Aim: Show every line of the records below that contains the word "wing", copying each line in full. Case counts.

Data extract:
● ● ●

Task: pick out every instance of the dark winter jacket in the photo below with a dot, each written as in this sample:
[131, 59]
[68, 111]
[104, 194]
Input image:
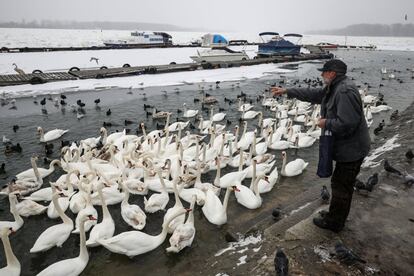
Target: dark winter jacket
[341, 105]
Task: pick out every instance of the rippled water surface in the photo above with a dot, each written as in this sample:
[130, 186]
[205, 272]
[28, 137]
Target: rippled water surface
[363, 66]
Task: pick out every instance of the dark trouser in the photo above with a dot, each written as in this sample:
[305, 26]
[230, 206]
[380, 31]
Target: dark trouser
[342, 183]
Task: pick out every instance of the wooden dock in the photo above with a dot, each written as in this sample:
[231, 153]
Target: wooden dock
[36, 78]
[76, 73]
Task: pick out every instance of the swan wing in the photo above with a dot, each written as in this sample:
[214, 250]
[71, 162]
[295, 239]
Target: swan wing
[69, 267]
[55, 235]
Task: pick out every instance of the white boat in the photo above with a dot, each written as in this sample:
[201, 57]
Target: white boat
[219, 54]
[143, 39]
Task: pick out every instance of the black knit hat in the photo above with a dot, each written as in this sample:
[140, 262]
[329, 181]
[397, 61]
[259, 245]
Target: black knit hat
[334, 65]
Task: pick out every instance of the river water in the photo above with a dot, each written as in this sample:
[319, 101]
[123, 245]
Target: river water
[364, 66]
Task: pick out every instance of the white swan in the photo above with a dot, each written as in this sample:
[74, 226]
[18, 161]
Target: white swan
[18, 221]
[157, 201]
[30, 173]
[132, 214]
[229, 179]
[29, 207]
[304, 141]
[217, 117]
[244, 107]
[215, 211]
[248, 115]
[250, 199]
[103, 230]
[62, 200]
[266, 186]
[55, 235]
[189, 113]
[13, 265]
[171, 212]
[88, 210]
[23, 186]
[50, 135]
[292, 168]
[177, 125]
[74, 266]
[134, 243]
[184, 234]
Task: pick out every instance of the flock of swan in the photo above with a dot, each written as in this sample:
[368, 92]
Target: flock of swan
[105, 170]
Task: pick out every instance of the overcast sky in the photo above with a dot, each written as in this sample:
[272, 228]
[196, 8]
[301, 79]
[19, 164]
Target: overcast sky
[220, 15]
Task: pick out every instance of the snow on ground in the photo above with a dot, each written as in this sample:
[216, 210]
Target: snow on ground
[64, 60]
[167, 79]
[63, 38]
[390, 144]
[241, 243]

● ● ●

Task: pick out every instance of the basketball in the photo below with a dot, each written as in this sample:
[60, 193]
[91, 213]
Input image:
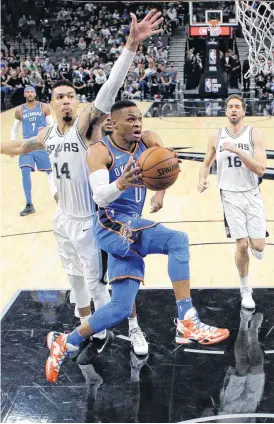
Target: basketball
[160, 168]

● ● ●

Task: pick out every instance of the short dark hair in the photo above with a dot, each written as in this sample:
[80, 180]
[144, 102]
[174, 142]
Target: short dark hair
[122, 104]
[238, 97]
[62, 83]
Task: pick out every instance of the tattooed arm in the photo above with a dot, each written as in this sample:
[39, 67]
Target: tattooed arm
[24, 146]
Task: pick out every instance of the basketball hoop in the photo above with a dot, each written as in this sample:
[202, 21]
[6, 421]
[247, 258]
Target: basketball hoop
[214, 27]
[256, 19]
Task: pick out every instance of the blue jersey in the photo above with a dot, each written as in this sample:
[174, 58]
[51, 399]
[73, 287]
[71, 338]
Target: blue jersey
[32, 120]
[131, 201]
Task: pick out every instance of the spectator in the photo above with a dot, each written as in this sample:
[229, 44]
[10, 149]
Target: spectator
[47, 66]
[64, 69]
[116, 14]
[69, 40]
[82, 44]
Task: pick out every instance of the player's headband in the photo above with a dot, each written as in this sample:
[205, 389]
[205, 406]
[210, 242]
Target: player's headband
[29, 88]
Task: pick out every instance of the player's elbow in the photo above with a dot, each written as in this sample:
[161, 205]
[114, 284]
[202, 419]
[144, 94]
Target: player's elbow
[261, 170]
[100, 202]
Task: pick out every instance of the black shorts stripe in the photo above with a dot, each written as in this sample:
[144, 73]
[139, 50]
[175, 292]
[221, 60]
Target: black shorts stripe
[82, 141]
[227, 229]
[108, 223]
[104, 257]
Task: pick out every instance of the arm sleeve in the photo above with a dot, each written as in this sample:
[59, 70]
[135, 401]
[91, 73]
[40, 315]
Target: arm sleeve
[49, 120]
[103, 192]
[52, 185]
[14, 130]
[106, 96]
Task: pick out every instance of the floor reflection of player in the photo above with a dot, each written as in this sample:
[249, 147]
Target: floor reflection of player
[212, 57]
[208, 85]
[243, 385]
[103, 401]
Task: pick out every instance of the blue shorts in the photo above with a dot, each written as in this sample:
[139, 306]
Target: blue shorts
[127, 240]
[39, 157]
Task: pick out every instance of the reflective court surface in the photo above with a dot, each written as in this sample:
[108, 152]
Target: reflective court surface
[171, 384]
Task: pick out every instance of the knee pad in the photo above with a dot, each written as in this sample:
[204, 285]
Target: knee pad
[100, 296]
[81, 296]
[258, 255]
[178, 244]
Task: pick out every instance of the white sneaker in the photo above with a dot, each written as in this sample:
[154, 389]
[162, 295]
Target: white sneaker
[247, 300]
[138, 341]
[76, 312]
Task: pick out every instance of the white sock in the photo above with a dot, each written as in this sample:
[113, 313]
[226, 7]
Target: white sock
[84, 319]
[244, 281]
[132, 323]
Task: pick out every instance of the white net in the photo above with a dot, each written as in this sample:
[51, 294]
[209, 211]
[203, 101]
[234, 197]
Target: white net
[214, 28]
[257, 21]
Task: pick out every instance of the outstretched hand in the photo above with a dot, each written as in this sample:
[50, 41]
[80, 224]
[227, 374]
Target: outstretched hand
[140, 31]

● ● ●

Full response:
Task: pick out every instance of the swan wing in the photo above with a dot, each written as in this sample:
Target: swan wing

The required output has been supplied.